▶ Text:
==============================

The co-founders of the crypto exchange CoinDCX, Sumit Gupta and Neeraj Khandelwal, were arrested on Saturday, March 21, in connection with an alleged fraud worth Rs 71.6 lakh. Police in Thane took action after a complaint was filed by a local insurance advisor, Ashish Brijkishore Singh. The complaint claimed that the victims were promised high returns on crypto investments and a franchise opportunity through a website called coindcx.pro.
According to the complaint, the victims met the accused multiple times between July 2025 and February 2026. They were persuaded to invest large sums of money, believing they were dealing with the official CoinDCX platform. Police registered a First Information Report (FIR) at Mumbra police station following the complaint.
Details of the alleged fraud
The FIR outlines how the alleged scam took place. In July 2025, Akash Rana, who is also named in the FIR, approached the victim, claiming to be a franchise partner of Neblio Technologies Private Limited, the entity that operates CoinDCX. The victim was told he could buy the full franchise of coindcx.pro in Maharashtra for Rs 28 lakh.
After agreeing, the victim was introduced to the co-founders, Sumit Gupta and Neeraj Khandelwal, along with Mridul Gupta, the company’s chief operating officer. The accused allegedly claimed that they handled all transactions for the company. The victims were reassured that CoinDCX was India’s first crypto unicorn and registered with both SEBI and RBI. This trust led the victims to invest.

==============================

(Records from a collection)
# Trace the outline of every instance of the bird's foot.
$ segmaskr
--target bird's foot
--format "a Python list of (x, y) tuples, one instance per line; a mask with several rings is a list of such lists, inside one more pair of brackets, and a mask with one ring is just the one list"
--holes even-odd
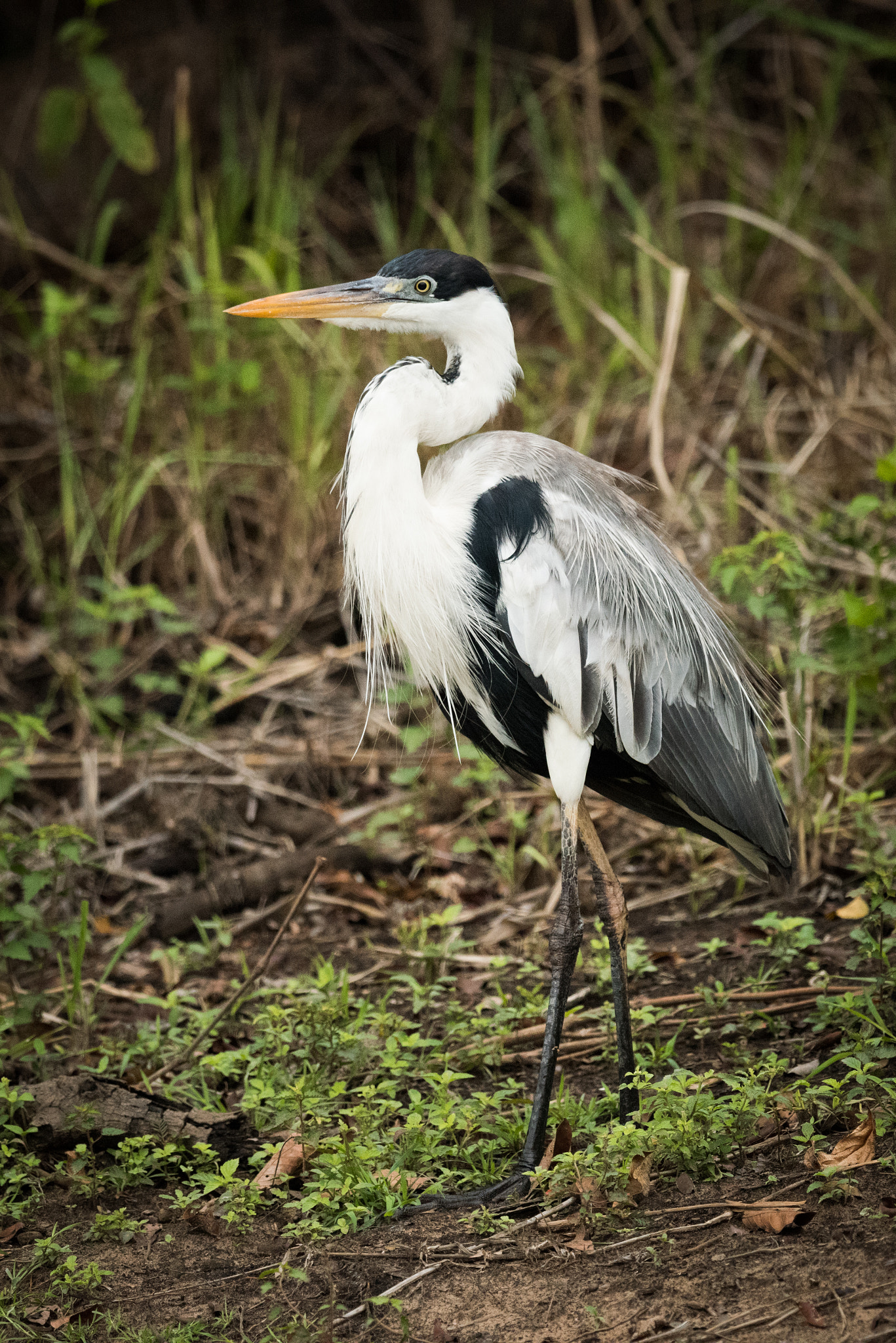
[(399, 1215), (412, 1217), (414, 1213), (447, 1213), (455, 1207), (484, 1207), (486, 1203), (494, 1202), (494, 1199), (504, 1201), (513, 1194), (528, 1194), (531, 1179), (532, 1171), (514, 1171), (513, 1175), (508, 1175), (494, 1185), (486, 1185), (484, 1189), (467, 1189), (462, 1194), (423, 1194), (419, 1203), (403, 1207)]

==============================

▶ Challenge:
Retype the part of the CoinDCX fraud article above word for word, starting with "The co-founders of" and going on through "following the complaint.".

▶ Complete output:
The co-founders of the crypto exchange CoinDCX, Sumit Gupta and Neeraj Khandelwal, were arrested on Saturday, March 21, in connection with an alleged fraud worth Rs 71.6 lakh. Police in Thane took action after a complaint was filed by a local insurance advisor, Ashish Brijkishore Singh. The complaint claimed that the victims were promised high returns on crypto investments and a franchise opportunity through a website called coindcx.pro.
According to the complaint, the victims met the accused multiple times between July 2025 and February 2026. They were persuaded to invest large sums of money, believing they were dealing with the official CoinDCX platform. Police registered a First Information Report (FIR) at Mumbra police station following the complaint.